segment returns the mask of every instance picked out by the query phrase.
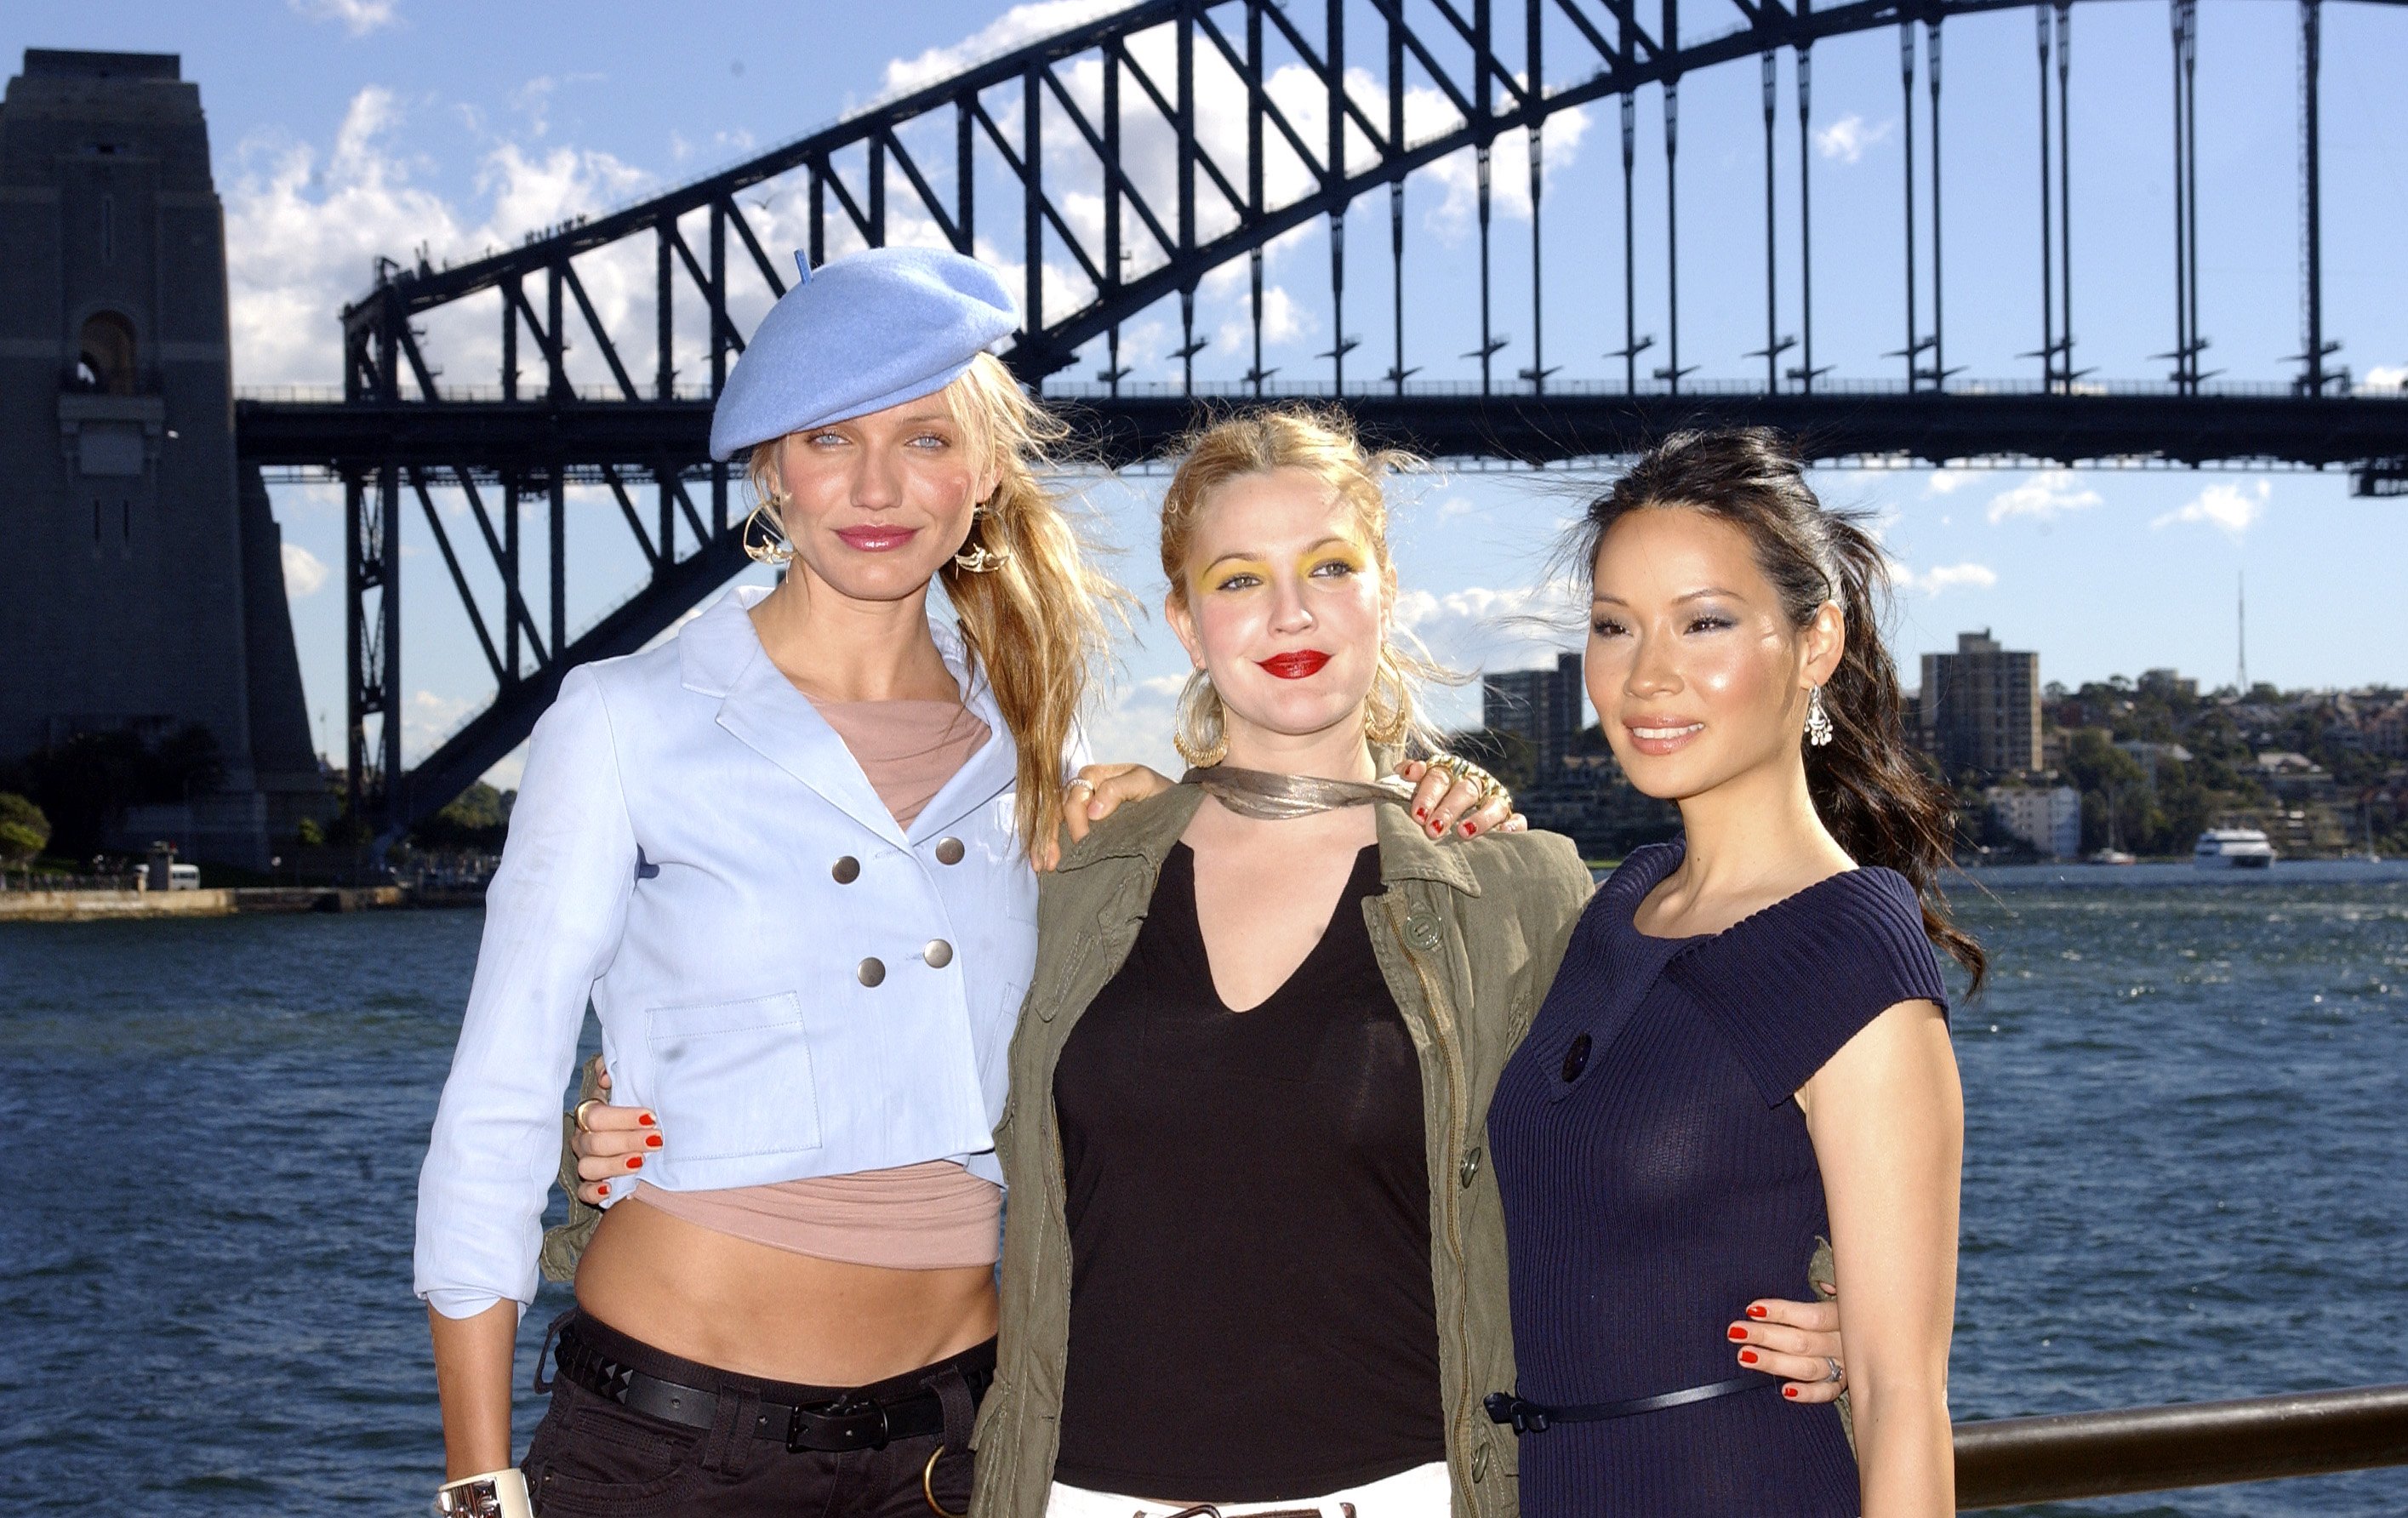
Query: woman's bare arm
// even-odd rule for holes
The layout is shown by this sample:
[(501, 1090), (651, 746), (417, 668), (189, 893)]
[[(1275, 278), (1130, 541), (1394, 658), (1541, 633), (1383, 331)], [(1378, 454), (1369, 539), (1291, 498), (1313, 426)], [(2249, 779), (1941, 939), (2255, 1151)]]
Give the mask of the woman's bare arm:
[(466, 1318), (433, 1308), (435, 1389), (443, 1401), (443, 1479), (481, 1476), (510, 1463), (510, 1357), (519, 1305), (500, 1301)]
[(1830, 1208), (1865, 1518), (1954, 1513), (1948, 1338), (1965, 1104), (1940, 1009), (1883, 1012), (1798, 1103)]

--------

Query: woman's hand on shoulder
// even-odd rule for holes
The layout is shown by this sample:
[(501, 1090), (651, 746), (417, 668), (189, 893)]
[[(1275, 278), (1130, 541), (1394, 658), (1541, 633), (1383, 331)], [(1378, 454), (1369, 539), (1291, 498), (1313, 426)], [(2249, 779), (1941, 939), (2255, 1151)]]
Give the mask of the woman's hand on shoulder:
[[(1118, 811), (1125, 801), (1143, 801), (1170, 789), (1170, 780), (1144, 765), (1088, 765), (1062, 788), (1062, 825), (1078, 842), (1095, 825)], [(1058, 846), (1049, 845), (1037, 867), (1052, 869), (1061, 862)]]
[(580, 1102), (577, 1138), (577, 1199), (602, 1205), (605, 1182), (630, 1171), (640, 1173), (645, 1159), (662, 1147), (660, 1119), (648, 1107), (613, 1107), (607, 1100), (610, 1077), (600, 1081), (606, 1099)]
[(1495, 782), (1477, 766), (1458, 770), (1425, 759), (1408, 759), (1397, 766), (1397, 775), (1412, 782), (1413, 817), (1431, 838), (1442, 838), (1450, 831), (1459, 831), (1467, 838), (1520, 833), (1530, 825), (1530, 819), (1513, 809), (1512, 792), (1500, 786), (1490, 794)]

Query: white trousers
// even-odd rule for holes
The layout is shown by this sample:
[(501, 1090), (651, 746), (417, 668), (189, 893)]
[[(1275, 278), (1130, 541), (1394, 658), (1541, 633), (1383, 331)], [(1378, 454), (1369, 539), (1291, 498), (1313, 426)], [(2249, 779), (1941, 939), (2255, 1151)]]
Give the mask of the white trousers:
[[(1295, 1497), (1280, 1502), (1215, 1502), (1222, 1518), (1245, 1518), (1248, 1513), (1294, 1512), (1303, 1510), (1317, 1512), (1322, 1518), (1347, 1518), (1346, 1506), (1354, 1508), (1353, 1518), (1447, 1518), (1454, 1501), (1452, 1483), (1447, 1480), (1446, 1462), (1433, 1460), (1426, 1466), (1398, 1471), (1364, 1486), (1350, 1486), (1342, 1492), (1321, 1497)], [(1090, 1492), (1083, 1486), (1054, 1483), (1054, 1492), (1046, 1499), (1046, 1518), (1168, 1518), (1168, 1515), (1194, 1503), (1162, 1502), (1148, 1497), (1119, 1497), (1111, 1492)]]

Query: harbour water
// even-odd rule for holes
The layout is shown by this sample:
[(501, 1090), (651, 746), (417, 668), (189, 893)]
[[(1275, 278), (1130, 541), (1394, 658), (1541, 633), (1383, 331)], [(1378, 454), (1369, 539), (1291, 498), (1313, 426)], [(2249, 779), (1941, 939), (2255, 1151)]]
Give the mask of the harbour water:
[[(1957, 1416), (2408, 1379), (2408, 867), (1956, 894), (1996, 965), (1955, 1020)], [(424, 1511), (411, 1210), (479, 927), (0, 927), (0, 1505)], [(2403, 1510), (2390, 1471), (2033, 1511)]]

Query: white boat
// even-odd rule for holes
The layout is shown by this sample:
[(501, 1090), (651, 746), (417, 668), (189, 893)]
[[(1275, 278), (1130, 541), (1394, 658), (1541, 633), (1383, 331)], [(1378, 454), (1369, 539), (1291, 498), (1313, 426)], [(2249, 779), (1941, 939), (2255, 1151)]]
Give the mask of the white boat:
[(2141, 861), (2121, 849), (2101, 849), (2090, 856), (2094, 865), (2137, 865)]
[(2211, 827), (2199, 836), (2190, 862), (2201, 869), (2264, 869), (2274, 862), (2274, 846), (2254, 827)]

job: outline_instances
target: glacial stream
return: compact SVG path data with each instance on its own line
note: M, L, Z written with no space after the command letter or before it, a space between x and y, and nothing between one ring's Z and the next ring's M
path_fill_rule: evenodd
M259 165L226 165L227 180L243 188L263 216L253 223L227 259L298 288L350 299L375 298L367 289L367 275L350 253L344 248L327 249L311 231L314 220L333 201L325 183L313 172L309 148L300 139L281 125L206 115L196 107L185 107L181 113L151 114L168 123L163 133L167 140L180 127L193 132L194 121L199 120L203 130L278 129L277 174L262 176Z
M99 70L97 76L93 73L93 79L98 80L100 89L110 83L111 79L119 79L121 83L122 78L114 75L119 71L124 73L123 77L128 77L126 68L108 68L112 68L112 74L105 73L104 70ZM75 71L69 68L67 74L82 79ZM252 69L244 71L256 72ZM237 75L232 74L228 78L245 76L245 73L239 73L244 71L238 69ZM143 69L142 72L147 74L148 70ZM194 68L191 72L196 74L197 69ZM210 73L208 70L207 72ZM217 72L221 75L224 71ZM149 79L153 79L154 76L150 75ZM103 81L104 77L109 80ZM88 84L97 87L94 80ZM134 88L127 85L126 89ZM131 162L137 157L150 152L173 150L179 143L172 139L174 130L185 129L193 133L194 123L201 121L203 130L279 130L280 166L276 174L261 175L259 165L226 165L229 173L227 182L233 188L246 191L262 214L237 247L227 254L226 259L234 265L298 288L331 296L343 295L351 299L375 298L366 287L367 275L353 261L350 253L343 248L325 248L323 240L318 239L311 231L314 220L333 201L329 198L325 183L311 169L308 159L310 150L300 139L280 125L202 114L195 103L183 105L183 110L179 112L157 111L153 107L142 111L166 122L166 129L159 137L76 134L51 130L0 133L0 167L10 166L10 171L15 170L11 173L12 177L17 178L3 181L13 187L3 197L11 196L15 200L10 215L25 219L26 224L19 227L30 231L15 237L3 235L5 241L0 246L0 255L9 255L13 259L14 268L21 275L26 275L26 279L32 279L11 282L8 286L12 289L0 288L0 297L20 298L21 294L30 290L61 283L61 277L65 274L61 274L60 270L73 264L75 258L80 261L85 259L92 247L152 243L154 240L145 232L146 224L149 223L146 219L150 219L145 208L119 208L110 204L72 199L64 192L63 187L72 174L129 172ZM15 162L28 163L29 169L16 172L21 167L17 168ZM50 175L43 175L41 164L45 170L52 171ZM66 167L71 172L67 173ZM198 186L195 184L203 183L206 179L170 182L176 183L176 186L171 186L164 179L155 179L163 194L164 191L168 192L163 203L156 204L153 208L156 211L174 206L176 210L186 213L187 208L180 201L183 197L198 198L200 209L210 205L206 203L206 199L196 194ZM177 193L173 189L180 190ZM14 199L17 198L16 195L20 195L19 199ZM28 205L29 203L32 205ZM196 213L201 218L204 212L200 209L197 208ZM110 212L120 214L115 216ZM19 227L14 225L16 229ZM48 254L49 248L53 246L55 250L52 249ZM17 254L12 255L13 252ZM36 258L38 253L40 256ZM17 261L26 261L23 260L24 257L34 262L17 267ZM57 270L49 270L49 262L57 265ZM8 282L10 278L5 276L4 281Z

--------

▸ **Work to be completed**
Set down only the lines above that fall between the line holding "return: compact SVG" and the line holding "note: M, L, Z", inclusive, keeping each exact.

▸ **Task answer**
return: compact SVG path data with each instance on its own line
note: M, L, Z written with no space after the command letter or before it, a space between x and y, and nothing between one ring's Z and the next ring's M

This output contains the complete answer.